[DIRECTIONS FOR THIS TASK]
How many lines of the records below contain the word "ferry"? Reply with the number alone.

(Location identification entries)

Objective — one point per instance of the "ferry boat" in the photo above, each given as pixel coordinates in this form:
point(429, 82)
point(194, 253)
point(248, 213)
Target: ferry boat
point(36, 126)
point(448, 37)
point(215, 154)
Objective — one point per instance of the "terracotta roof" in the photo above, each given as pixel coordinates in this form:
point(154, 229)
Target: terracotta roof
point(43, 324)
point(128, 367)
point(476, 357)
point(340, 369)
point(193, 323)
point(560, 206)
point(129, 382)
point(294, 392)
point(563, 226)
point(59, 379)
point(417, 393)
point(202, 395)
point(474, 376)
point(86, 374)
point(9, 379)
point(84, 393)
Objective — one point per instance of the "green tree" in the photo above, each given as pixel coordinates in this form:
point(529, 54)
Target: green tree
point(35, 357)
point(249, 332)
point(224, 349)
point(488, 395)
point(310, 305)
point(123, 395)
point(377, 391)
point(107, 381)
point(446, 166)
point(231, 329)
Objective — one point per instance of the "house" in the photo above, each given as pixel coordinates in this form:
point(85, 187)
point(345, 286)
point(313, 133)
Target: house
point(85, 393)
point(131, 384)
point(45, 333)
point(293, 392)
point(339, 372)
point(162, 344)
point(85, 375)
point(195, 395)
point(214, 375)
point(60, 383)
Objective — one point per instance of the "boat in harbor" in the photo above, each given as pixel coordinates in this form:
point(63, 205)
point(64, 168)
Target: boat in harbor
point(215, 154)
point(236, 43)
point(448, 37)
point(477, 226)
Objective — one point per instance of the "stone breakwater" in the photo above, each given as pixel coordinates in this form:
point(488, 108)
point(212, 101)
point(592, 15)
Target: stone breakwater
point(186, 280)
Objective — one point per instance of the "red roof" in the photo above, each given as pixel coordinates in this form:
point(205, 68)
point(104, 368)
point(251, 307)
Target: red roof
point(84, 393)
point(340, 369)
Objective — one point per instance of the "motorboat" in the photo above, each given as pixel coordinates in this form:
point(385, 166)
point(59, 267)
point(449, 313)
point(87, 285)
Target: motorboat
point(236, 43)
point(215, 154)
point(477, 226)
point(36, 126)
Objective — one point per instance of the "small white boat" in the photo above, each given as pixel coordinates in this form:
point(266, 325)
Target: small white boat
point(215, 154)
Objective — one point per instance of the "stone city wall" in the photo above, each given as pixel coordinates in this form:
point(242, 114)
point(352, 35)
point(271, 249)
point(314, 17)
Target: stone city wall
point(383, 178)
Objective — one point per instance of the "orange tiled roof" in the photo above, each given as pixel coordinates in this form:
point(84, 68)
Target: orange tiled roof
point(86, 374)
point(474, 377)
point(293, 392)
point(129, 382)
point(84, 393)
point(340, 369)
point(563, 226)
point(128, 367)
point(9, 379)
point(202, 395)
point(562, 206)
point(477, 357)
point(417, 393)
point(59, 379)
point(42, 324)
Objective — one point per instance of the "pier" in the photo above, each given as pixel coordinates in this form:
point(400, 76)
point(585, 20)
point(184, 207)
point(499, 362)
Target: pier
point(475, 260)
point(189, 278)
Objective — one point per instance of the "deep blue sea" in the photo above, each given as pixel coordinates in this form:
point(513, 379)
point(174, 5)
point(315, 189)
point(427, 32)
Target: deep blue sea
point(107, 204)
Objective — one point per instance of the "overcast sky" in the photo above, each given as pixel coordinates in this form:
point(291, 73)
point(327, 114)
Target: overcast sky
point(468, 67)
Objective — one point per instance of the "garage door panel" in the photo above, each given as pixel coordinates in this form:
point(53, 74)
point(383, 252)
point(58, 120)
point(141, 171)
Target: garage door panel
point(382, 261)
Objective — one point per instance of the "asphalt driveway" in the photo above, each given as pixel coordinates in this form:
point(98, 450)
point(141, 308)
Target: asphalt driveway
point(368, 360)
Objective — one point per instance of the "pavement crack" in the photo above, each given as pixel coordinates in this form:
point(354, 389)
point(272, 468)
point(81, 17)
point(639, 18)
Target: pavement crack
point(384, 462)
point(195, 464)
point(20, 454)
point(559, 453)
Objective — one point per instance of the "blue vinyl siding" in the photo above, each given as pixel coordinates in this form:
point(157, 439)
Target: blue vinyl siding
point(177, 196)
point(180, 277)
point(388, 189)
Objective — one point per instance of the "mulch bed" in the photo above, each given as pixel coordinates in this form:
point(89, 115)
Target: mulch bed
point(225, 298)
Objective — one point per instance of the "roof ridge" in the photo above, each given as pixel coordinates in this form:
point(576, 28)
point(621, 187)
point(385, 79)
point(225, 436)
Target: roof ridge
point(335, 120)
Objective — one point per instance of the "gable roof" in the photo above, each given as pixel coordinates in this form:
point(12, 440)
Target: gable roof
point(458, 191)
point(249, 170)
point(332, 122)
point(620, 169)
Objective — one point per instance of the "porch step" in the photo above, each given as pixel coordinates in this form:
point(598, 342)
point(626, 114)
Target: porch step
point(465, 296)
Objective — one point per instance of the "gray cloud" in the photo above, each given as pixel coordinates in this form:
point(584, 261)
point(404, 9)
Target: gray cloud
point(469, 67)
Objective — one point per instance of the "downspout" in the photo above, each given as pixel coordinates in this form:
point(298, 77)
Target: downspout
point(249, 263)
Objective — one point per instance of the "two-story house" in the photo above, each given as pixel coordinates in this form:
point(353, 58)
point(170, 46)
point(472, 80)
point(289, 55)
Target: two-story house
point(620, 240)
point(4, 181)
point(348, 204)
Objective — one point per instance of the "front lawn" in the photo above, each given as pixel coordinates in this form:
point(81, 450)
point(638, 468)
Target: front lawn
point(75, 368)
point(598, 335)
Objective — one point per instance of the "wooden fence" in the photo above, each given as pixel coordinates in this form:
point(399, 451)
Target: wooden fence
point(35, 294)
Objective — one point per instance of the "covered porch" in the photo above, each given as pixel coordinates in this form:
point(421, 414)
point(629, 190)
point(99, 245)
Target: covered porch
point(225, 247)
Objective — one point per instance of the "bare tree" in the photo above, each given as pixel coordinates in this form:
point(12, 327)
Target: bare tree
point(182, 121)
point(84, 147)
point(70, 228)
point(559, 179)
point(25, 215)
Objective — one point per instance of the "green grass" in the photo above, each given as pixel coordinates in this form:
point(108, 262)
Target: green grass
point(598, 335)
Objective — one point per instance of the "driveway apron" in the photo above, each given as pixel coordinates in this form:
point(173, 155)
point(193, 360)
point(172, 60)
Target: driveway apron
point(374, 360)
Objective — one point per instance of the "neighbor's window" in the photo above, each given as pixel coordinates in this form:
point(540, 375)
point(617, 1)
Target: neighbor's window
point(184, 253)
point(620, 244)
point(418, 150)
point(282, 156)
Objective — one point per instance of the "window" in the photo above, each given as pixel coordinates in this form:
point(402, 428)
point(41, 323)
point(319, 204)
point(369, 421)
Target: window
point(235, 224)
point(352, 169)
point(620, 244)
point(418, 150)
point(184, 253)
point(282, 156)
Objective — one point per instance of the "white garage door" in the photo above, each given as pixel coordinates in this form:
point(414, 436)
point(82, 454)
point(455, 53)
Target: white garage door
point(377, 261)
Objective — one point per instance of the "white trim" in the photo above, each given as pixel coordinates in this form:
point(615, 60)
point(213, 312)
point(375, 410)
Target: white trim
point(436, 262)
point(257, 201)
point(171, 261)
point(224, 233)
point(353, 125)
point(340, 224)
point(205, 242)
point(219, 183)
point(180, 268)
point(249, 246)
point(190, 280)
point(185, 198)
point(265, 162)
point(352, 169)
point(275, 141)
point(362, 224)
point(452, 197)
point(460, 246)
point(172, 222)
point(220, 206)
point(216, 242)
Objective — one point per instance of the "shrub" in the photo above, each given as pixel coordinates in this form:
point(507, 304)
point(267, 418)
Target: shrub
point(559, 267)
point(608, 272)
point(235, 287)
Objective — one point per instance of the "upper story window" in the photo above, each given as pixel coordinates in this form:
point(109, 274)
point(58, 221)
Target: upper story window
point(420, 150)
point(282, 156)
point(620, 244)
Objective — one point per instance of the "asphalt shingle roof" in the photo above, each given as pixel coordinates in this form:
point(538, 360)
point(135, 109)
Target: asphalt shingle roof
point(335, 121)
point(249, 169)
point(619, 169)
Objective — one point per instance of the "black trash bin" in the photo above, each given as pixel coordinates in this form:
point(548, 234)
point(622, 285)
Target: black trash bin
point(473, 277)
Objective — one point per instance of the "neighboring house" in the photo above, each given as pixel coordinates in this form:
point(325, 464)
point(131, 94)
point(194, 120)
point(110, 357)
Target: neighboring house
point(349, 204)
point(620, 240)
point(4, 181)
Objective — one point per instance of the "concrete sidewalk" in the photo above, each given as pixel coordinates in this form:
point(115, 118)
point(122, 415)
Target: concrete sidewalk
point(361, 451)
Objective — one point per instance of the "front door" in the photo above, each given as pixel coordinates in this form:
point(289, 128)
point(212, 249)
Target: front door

[RESULT]
2